SOURCE MATERIAL:
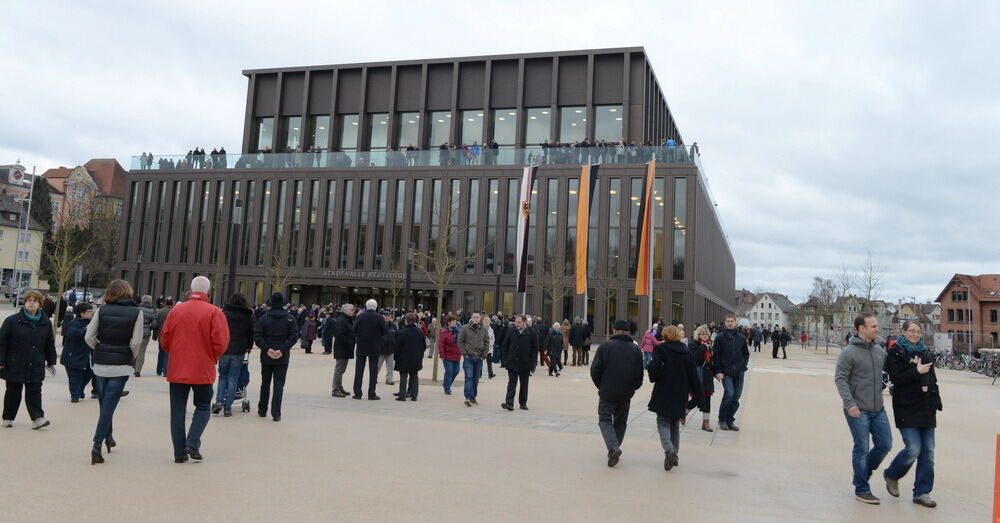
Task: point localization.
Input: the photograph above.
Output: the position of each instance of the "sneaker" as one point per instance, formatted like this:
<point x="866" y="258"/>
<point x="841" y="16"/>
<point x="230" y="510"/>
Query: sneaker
<point x="892" y="486"/>
<point x="868" y="498"/>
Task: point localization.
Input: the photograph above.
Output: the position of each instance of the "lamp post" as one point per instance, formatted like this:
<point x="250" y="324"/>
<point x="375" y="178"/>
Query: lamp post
<point x="234" y="247"/>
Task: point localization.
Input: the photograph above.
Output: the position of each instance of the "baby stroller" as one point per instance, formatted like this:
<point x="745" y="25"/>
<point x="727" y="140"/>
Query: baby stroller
<point x="241" y="384"/>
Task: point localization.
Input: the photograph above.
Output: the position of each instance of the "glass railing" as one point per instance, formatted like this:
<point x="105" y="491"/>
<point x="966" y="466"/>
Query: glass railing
<point x="432" y="158"/>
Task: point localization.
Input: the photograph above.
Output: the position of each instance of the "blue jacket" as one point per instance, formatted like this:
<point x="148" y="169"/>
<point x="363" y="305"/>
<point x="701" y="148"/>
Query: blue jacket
<point x="76" y="353"/>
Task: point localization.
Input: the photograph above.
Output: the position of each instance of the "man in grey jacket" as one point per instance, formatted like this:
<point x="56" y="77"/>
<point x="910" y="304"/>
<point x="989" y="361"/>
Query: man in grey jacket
<point x="473" y="345"/>
<point x="859" y="383"/>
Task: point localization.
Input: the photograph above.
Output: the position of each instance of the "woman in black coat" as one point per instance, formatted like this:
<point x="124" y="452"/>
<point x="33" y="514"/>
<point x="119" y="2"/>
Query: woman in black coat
<point x="915" y="402"/>
<point x="27" y="349"/>
<point x="408" y="356"/>
<point x="674" y="379"/>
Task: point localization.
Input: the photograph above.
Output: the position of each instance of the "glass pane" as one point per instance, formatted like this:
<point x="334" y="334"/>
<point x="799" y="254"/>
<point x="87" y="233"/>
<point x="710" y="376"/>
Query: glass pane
<point x="608" y="123"/>
<point x="504" y="126"/>
<point x="572" y="124"/>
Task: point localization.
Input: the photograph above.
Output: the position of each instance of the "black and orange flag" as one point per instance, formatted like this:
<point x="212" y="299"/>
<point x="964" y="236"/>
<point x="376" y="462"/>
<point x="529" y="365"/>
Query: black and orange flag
<point x="585" y="200"/>
<point x="643" y="274"/>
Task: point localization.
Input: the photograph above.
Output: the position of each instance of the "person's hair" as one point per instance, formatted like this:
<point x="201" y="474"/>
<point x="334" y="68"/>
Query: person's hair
<point x="672" y="333"/>
<point x="860" y="319"/>
<point x="117" y="290"/>
<point x="238" y="300"/>
<point x="34" y="295"/>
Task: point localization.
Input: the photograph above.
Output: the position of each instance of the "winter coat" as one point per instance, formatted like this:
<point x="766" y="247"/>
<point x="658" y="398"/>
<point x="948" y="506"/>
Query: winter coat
<point x="410" y="347"/>
<point x="447" y="346"/>
<point x="76" y="353"/>
<point x="195" y="335"/>
<point x="519" y="350"/>
<point x="344" y="339"/>
<point x="26" y="348"/>
<point x="674" y="378"/>
<point x="277" y="330"/>
<point x="617" y="369"/>
<point x="701" y="353"/>
<point x="730" y="353"/>
<point x="369" y="328"/>
<point x="240" y="323"/>
<point x="911" y="406"/>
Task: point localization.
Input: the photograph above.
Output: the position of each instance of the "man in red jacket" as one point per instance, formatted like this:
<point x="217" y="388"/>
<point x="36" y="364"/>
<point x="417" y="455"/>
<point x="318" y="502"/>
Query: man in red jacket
<point x="194" y="335"/>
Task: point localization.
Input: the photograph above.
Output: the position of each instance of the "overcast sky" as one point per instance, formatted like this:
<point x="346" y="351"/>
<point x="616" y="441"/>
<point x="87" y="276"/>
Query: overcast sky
<point x="826" y="129"/>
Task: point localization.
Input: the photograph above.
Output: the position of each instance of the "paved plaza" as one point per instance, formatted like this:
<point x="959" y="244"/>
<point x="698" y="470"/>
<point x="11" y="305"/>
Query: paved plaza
<point x="436" y="460"/>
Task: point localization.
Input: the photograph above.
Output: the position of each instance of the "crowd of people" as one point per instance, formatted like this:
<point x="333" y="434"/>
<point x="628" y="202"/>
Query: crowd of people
<point x="201" y="344"/>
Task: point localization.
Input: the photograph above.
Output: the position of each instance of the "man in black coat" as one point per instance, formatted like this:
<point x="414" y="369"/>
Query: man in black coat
<point x="275" y="335"/>
<point x="519" y="348"/>
<point x="730" y="356"/>
<point x="617" y="373"/>
<point x="343" y="347"/>
<point x="370" y="330"/>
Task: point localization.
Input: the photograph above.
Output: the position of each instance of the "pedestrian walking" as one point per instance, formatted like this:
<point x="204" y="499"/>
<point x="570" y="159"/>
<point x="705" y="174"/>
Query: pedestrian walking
<point x="617" y="374"/>
<point x="409" y="360"/>
<point x="76" y="355"/>
<point x="195" y="335"/>
<point x="116" y="333"/>
<point x="240" y="321"/>
<point x="519" y="348"/>
<point x="730" y="357"/>
<point x="915" y="402"/>
<point x="674" y="379"/>
<point x="275" y="335"/>
<point x="858" y="377"/>
<point x="27" y="350"/>
<point x="369" y="328"/>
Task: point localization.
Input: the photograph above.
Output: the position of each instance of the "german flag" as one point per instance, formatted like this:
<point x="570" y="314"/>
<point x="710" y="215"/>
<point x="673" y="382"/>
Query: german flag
<point x="585" y="200"/>
<point x="644" y="274"/>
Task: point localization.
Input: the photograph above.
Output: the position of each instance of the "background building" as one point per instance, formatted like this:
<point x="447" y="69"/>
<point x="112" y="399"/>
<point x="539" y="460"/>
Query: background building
<point x="335" y="225"/>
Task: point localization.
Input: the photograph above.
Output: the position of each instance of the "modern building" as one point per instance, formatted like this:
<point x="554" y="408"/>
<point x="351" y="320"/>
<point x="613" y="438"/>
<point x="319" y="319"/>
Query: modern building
<point x="333" y="221"/>
<point x="970" y="310"/>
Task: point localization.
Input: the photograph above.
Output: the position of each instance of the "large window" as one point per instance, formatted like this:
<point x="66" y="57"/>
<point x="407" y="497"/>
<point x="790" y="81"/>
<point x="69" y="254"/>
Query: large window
<point x="408" y="129"/>
<point x="608" y="123"/>
<point x="440" y="128"/>
<point x="265" y="133"/>
<point x="572" y="124"/>
<point x="538" y="126"/>
<point x="347" y="130"/>
<point x="505" y="126"/>
<point x="472" y="127"/>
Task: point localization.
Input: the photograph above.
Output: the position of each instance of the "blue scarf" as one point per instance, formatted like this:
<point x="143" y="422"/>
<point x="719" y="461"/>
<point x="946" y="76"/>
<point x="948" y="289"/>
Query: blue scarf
<point x="908" y="347"/>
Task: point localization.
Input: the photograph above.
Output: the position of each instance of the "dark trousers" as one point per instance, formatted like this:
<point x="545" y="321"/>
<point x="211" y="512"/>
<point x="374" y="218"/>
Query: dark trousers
<point x="409" y="385"/>
<point x="32" y="399"/>
<point x="359" y="372"/>
<point x="513" y="377"/>
<point x="180" y="435"/>
<point x="267" y="373"/>
<point x="612" y="418"/>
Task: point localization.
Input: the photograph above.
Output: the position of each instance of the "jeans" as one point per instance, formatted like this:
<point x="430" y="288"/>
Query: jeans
<point x="78" y="380"/>
<point x="863" y="460"/>
<point x="109" y="391"/>
<point x="450" y="373"/>
<point x="732" y="390"/>
<point x="230" y="366"/>
<point x="267" y="373"/>
<point x="513" y="377"/>
<point x="612" y="418"/>
<point x="32" y="399"/>
<point x="920" y="449"/>
<point x="189" y="437"/>
<point x="473" y="368"/>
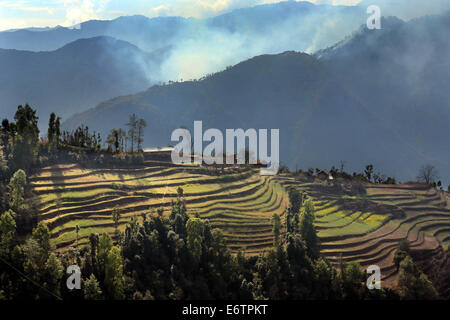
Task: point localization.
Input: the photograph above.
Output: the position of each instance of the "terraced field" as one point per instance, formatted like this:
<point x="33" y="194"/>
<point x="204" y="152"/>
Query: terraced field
<point x="368" y="228"/>
<point x="240" y="202"/>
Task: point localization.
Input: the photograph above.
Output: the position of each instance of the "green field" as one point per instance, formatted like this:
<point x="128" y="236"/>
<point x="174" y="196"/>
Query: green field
<point x="365" y="227"/>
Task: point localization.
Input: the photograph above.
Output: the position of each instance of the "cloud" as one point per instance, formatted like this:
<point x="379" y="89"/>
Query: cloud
<point x="78" y="11"/>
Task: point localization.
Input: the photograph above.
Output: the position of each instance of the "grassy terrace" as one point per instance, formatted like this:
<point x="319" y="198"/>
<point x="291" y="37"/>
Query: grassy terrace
<point x="366" y="227"/>
<point x="348" y="230"/>
<point x="240" y="203"/>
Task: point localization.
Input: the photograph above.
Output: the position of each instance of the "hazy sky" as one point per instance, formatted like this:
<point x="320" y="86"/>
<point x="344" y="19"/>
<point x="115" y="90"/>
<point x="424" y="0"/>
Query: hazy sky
<point x="43" y="13"/>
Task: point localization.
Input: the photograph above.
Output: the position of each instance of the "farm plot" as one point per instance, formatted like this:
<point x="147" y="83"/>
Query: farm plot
<point x="368" y="228"/>
<point x="239" y="203"/>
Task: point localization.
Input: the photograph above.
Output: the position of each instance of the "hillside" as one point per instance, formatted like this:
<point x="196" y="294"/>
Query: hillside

WHAT THE TASK ASKS:
Report only the number of lines in the records that include the word "hillside".

RESULT FOR THIS EXERCISE:
2